==== Exercise input ====

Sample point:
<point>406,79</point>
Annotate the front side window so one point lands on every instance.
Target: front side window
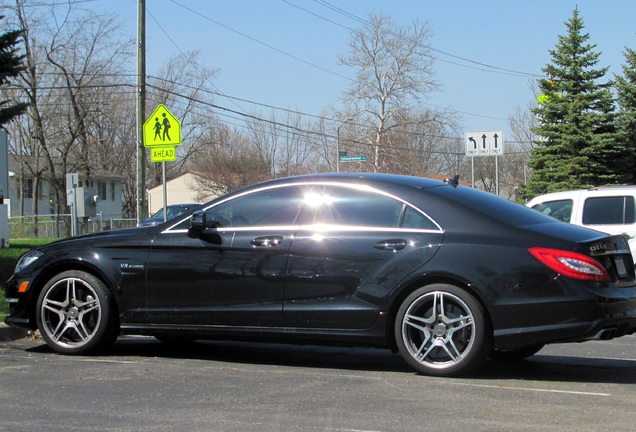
<point>268,207</point>
<point>560,209</point>
<point>617,210</point>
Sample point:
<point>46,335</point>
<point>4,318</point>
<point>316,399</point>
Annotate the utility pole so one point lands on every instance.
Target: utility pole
<point>141,109</point>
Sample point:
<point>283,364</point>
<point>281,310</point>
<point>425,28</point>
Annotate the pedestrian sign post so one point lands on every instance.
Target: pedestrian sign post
<point>352,158</point>
<point>162,129</point>
<point>162,154</point>
<point>162,132</point>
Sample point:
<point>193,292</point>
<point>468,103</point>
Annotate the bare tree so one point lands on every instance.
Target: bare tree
<point>394,71</point>
<point>227,161</point>
<point>72,60</point>
<point>183,86</point>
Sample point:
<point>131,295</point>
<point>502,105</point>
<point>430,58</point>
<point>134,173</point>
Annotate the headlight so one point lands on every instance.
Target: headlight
<point>27,259</point>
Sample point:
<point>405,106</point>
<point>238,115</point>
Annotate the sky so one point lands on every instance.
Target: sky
<point>284,53</point>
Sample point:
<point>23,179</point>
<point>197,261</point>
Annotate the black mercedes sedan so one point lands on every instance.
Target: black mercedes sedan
<point>444,274</point>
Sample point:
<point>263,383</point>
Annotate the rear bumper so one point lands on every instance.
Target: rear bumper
<point>585,316</point>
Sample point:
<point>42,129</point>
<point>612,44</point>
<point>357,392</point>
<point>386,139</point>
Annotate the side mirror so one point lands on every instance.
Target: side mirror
<point>200,228</point>
<point>197,224</point>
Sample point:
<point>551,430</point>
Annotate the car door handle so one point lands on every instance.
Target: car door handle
<point>268,241</point>
<point>393,245</point>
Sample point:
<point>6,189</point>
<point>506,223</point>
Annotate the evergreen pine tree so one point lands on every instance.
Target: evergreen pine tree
<point>10,67</point>
<point>578,146</point>
<point>626,91</point>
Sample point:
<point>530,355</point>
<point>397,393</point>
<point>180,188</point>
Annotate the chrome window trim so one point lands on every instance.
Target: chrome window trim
<point>360,187</point>
<point>317,228</point>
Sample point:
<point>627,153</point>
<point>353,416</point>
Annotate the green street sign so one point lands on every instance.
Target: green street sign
<point>352,158</point>
<point>162,129</point>
<point>162,154</point>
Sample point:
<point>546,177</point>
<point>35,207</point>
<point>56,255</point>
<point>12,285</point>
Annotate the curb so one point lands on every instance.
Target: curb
<point>9,333</point>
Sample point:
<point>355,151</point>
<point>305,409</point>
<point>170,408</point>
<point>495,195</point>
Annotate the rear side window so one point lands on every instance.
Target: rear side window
<point>561,209</point>
<point>617,210</point>
<point>344,206</point>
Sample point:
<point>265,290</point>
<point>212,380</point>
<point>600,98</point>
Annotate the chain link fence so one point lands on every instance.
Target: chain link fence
<point>59,226</point>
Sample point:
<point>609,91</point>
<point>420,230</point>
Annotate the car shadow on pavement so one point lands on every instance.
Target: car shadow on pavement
<point>561,368</point>
<point>539,367</point>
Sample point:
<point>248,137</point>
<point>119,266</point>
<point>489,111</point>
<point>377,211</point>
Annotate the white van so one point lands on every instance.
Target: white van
<point>610,209</point>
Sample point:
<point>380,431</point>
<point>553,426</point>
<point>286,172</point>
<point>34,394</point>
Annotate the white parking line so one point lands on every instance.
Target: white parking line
<point>539,390</point>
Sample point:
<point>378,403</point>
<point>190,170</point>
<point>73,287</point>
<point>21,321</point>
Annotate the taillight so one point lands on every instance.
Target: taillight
<point>571,264</point>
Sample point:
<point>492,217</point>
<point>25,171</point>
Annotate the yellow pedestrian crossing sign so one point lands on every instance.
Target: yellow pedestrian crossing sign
<point>162,154</point>
<point>162,129</point>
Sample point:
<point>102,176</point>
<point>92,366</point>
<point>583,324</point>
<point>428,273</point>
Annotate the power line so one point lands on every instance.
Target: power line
<point>495,69</point>
<point>261,42</point>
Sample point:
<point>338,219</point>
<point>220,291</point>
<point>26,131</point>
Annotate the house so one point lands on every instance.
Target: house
<point>22,183</point>
<point>183,189</point>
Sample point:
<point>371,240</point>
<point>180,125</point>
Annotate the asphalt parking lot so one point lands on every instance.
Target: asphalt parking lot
<point>143,384</point>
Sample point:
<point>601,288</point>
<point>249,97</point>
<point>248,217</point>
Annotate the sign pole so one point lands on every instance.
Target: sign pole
<point>165,193</point>
<point>141,109</point>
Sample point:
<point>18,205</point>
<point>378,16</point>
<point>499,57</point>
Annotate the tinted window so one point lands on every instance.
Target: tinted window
<point>609,211</point>
<point>278,206</point>
<point>344,206</point>
<point>414,219</point>
<point>561,209</point>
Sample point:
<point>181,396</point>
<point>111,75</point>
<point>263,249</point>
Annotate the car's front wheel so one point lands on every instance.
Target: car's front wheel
<point>76,313</point>
<point>441,330</point>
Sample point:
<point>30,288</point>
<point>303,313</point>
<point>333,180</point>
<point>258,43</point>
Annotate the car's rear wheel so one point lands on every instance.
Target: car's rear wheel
<point>441,330</point>
<point>76,313</point>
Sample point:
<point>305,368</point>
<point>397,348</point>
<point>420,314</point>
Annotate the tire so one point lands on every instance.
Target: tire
<point>513,355</point>
<point>441,330</point>
<point>76,314</point>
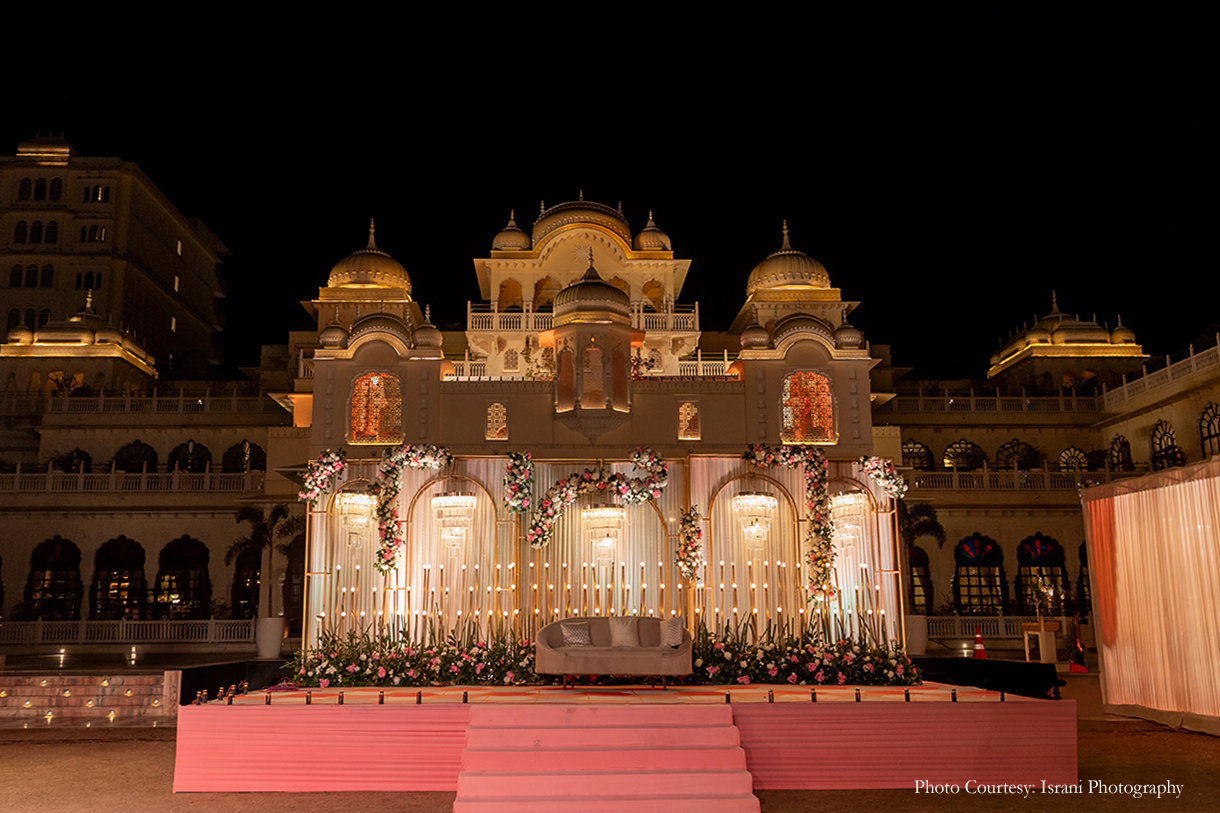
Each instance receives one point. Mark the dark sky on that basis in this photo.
(949, 173)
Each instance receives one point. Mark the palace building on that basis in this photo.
(120, 496)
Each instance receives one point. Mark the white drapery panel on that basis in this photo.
(1154, 556)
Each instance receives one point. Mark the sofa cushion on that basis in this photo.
(624, 632)
(671, 631)
(576, 634)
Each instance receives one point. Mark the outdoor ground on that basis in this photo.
(131, 769)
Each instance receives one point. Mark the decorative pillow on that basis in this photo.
(624, 632)
(671, 631)
(576, 634)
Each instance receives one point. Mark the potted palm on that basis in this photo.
(267, 531)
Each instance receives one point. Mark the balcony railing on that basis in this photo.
(25, 404)
(122, 481)
(89, 631)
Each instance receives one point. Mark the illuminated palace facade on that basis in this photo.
(120, 482)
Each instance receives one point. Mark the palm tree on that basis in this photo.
(265, 531)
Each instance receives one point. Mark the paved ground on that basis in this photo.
(131, 769)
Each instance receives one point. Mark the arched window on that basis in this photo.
(979, 585)
(921, 595)
(1209, 430)
(1018, 454)
(183, 585)
(916, 455)
(54, 590)
(244, 457)
(1072, 459)
(807, 409)
(136, 457)
(593, 394)
(1165, 453)
(376, 409)
(497, 422)
(688, 421)
(1040, 557)
(189, 457)
(76, 460)
(1120, 454)
(118, 588)
(964, 455)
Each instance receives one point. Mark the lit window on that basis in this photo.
(497, 422)
(688, 421)
(808, 413)
(376, 409)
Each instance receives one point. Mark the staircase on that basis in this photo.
(122, 697)
(593, 758)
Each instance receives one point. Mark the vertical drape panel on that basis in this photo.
(1162, 650)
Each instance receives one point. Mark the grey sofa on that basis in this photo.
(649, 658)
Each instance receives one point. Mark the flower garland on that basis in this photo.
(519, 482)
(565, 492)
(882, 470)
(321, 475)
(389, 477)
(689, 556)
(820, 556)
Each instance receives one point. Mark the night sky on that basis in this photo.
(948, 176)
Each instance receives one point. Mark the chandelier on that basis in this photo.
(355, 504)
(454, 512)
(754, 510)
(603, 524)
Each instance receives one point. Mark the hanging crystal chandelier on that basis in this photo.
(355, 504)
(603, 524)
(754, 510)
(454, 512)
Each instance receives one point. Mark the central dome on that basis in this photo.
(580, 213)
(592, 299)
(369, 269)
(787, 267)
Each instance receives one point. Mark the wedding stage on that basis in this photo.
(384, 740)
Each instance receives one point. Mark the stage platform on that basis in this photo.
(788, 741)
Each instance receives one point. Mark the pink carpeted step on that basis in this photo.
(595, 757)
(624, 758)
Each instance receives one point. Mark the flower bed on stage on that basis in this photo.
(735, 657)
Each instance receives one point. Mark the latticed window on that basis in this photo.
(1120, 454)
(921, 581)
(1016, 454)
(1040, 557)
(376, 409)
(979, 585)
(916, 455)
(1165, 453)
(963, 455)
(1209, 430)
(688, 421)
(808, 413)
(1072, 459)
(497, 422)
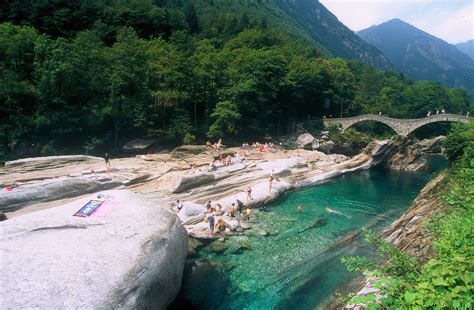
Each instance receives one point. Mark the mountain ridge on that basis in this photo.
(467, 48)
(325, 28)
(421, 55)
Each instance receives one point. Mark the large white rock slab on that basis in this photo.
(54, 189)
(185, 182)
(129, 254)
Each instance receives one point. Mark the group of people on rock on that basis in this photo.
(437, 112)
(216, 145)
(216, 210)
(259, 146)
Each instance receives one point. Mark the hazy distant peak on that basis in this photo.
(421, 55)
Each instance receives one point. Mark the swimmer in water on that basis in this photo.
(328, 210)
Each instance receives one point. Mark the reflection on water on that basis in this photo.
(294, 260)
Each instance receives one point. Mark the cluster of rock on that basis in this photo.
(309, 142)
(133, 254)
(410, 156)
(409, 233)
(130, 253)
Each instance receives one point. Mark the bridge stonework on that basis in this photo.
(402, 127)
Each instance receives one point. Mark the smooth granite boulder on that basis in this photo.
(190, 209)
(54, 189)
(185, 182)
(304, 140)
(129, 254)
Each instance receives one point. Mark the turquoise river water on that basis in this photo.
(294, 260)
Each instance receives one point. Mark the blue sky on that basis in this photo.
(450, 20)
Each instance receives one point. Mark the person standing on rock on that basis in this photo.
(247, 213)
(212, 222)
(107, 161)
(249, 193)
(240, 206)
(179, 205)
(232, 210)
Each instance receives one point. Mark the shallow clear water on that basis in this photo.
(297, 264)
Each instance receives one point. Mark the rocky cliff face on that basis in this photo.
(409, 232)
(420, 55)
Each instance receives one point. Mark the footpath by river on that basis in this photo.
(294, 259)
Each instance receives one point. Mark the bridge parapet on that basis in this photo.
(402, 127)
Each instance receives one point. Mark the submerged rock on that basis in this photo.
(219, 247)
(129, 254)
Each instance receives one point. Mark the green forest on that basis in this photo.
(87, 76)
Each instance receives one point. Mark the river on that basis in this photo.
(294, 260)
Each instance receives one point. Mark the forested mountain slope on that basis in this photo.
(327, 30)
(420, 55)
(467, 48)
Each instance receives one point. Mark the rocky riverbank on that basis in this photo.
(409, 233)
(43, 194)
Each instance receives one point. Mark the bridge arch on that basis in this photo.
(402, 127)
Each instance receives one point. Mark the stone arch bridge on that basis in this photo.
(402, 127)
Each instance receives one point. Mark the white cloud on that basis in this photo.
(454, 27)
(451, 20)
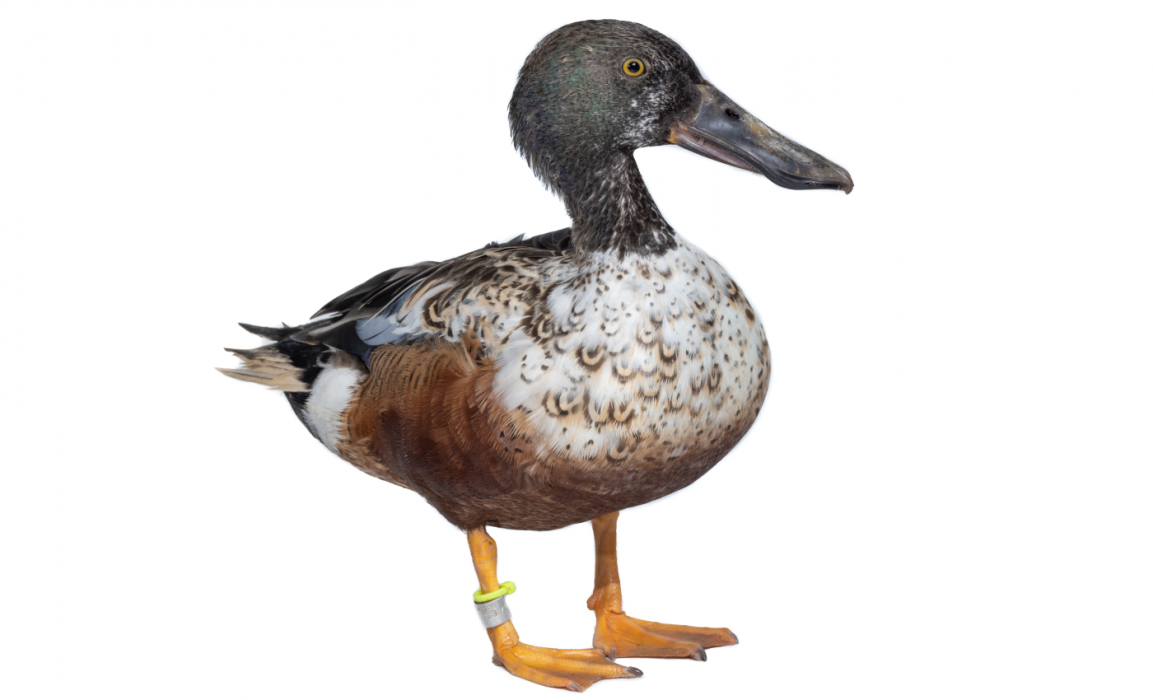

====

**Instructions for the task**
Revise the records from the start through the line containing "<point>197,224</point>", changing "Sample point:" to "Reference point:" and leaving everything else unchanged. Omit the pictures from the output.

**Solution**
Reference point:
<point>406,79</point>
Annotate the front side window so one point lands on every instance.
Target: front side window
<point>268,207</point>
<point>560,209</point>
<point>617,210</point>
Reference point:
<point>46,335</point>
<point>4,318</point>
<point>316,399</point>
Annotate the utility pole so one point lands on every instance.
Target: utility pole
<point>141,109</point>
Reference point:
<point>283,364</point>
<point>281,310</point>
<point>425,28</point>
Annotate the pedestrian sign post so one point lands on every instance.
Target: pedestrian sign post
<point>352,158</point>
<point>162,129</point>
<point>162,154</point>
<point>162,132</point>
Reference point:
<point>193,292</point>
<point>468,103</point>
Annotate the bare tree so one point lands on every instance.
Target: bare tree
<point>394,71</point>
<point>227,161</point>
<point>72,60</point>
<point>183,86</point>
Reference point:
<point>131,295</point>
<point>502,105</point>
<point>430,58</point>
<point>134,173</point>
Annotate the headlight so one point lands on every instance.
Target: headlight
<point>27,259</point>
Reference point:
<point>405,106</point>
<point>238,115</point>
Annotate the sky so one point lands on every instance.
Target: sky
<point>284,53</point>
Reference point:
<point>23,179</point>
<point>197,261</point>
Annotate the black mercedes sedan so one point lands on every instance.
Target: black mercedes sedan
<point>444,274</point>
Reference point:
<point>263,383</point>
Annotate the rear bumper so one point lands on every instance.
Target: rear bumper
<point>585,316</point>
Reference point:
<point>42,129</point>
<point>612,44</point>
<point>357,392</point>
<point>386,139</point>
Annotate the side mirror so one point lands on every instance.
Target: side mirror
<point>200,228</point>
<point>197,224</point>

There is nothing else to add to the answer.